- **TO DO**
Repeat the whole listing, keeping each line as it is.

- **DATASET EXCERPTS**
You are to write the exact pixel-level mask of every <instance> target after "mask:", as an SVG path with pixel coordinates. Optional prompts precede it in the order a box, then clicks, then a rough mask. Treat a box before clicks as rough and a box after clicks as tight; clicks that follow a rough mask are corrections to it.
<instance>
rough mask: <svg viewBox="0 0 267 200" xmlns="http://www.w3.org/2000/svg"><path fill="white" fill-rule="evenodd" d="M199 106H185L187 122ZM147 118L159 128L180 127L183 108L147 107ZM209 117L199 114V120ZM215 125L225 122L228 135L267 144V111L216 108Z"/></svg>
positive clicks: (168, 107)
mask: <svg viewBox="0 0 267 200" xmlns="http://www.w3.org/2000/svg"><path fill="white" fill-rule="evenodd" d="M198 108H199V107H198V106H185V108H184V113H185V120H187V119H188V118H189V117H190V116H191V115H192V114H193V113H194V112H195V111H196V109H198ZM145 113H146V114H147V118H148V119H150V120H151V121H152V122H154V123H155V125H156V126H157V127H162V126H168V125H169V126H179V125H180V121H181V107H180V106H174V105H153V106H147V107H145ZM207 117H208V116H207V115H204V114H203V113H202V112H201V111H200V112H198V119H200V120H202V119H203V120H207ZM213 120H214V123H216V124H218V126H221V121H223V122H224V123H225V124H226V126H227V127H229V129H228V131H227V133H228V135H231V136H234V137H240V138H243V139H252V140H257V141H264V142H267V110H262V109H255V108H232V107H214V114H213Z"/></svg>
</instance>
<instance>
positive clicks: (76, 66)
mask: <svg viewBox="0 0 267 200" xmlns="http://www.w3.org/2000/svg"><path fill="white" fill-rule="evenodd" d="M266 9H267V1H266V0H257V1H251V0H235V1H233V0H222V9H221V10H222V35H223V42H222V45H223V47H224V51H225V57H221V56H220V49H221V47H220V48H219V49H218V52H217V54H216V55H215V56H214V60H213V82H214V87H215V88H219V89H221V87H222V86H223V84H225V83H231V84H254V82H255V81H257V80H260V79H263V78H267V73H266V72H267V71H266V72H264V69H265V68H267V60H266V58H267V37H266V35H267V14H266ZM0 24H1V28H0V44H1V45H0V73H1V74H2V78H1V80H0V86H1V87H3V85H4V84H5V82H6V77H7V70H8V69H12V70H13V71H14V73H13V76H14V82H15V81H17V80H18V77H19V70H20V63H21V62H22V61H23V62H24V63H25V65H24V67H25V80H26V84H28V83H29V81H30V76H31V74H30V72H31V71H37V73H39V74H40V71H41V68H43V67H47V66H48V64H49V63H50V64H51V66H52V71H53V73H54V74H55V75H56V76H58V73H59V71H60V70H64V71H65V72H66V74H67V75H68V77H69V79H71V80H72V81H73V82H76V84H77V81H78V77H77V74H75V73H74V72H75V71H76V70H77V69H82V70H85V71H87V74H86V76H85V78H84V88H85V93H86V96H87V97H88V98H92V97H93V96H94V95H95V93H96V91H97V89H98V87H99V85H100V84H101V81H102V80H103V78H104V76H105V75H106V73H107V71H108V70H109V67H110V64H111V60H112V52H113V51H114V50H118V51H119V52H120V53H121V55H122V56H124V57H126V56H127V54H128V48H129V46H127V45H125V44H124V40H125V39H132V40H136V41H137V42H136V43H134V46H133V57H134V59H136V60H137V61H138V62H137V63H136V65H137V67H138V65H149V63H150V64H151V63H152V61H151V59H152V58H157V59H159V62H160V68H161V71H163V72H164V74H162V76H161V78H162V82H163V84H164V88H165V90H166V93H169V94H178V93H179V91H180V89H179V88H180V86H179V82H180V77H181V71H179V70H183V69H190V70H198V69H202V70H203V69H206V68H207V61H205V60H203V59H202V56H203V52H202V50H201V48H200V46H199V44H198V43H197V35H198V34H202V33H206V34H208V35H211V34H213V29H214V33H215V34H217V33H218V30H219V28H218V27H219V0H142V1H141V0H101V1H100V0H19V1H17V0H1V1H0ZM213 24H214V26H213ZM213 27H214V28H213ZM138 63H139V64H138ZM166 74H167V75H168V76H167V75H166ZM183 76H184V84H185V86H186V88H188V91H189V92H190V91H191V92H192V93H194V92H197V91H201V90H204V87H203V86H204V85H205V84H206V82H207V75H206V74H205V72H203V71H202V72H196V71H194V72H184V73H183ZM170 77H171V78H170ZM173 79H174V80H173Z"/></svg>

- **WRITTEN ANSWER**
You are to write the exact pixel-level mask of every <instance> target after "mask:", as an SVG path with pixel coordinates. Optional prompts precede it in the order a box, then clicks, then a rough mask. Treat a box before clicks as rough and a box after clicks as tight; clicks that follow a rough mask are corrections to it.
<instance>
rough mask: <svg viewBox="0 0 267 200" xmlns="http://www.w3.org/2000/svg"><path fill="white" fill-rule="evenodd" d="M199 106H185L187 122ZM147 118L159 128L180 127L183 108L147 107ZM209 117L199 114V120ZM215 125L225 122L228 135L267 144V111L216 108Z"/></svg>
positive clicks: (168, 107)
mask: <svg viewBox="0 0 267 200" xmlns="http://www.w3.org/2000/svg"><path fill="white" fill-rule="evenodd" d="M198 108H199V107H198V106H185V108H184V113H185V120H187V119H188V118H189V117H190V116H191V115H192V114H193V113H194V112H195V111H196V109H198ZM145 113H146V114H147V118H148V119H150V120H151V121H152V122H154V123H155V125H156V126H157V127H162V126H168V125H169V126H179V125H180V121H181V107H180V106H174V105H153V106H147V107H145ZM207 117H208V116H207V115H204V114H203V113H202V112H201V111H200V112H198V119H200V120H202V119H203V120H207ZM213 120H214V123H216V124H218V126H221V121H223V122H224V123H225V124H226V126H227V127H229V129H228V131H227V133H228V135H231V136H234V137H240V138H243V139H252V140H257V141H264V142H267V110H262V109H255V108H232V107H214V114H213Z"/></svg>
</instance>
<instance>
positive clicks: (76, 66)
mask: <svg viewBox="0 0 267 200" xmlns="http://www.w3.org/2000/svg"><path fill="white" fill-rule="evenodd" d="M266 9H267V1H266V0H257V1H251V0H235V1H233V0H222V9H221V10H222V35H223V42H222V45H223V47H224V51H225V57H221V56H220V49H221V47H220V48H219V49H218V52H217V54H216V55H215V56H214V60H213V82H214V87H215V88H219V89H221V87H222V86H223V84H225V83H231V84H254V82H255V81H257V80H260V79H263V78H267V73H266V72H267V71H266V72H264V69H265V68H267V60H266V58H267V37H266V35H267V14H266ZM0 24H1V28H0V44H1V45H0V73H1V74H2V78H1V80H0V86H1V87H3V85H4V84H5V82H6V77H7V70H8V69H12V70H13V71H14V73H13V76H14V82H15V81H17V80H18V77H19V70H20V63H21V62H22V61H23V62H24V63H25V65H24V67H25V80H26V84H28V83H29V81H30V76H31V74H30V72H31V71H37V73H39V74H40V71H41V68H43V67H47V66H48V64H49V63H50V64H51V66H52V71H53V73H54V74H55V75H56V76H58V73H59V71H60V70H64V71H65V72H66V74H67V75H68V77H69V79H71V80H72V81H73V82H76V84H77V81H78V77H77V74H75V73H74V72H75V71H76V70H77V69H82V70H85V71H87V74H86V76H85V78H84V88H85V93H86V96H87V97H88V98H92V97H93V96H94V95H95V93H96V91H97V89H98V87H99V85H100V84H101V81H102V80H103V78H104V76H105V75H106V73H107V71H108V70H109V67H110V64H111V60H112V52H113V51H114V50H118V51H119V52H120V53H121V55H122V56H124V57H126V56H127V54H128V48H129V46H127V45H125V44H124V40H125V39H132V40H136V41H137V42H136V43H134V46H133V57H134V59H136V60H137V61H138V62H137V63H136V65H137V67H138V65H149V63H150V64H151V63H152V61H151V59H152V58H157V59H159V62H160V68H161V71H163V72H164V74H162V76H161V78H162V82H163V84H164V88H165V90H166V93H169V94H178V93H179V91H180V89H179V88H180V86H179V82H180V77H181V71H179V70H183V69H190V70H198V69H202V70H203V69H206V68H207V61H205V60H203V59H202V56H203V52H202V50H201V48H200V46H199V44H198V43H197V35H198V34H202V33H206V34H208V35H211V34H213V29H214V33H215V34H217V33H218V30H219V28H218V27H219V0H142V1H141V0H101V1H100V0H19V1H17V0H1V1H0ZM213 24H214V26H213ZM213 27H214V28H213ZM138 63H139V64H138ZM166 74H167V75H168V76H167V75H166ZM183 76H184V84H185V86H186V88H188V91H189V92H190V91H191V92H192V93H194V92H197V91H201V90H204V87H203V86H204V85H205V84H206V82H207V75H206V74H205V72H203V71H202V72H196V71H194V72H184V73H183ZM170 77H171V78H170ZM173 79H174V80H173Z"/></svg>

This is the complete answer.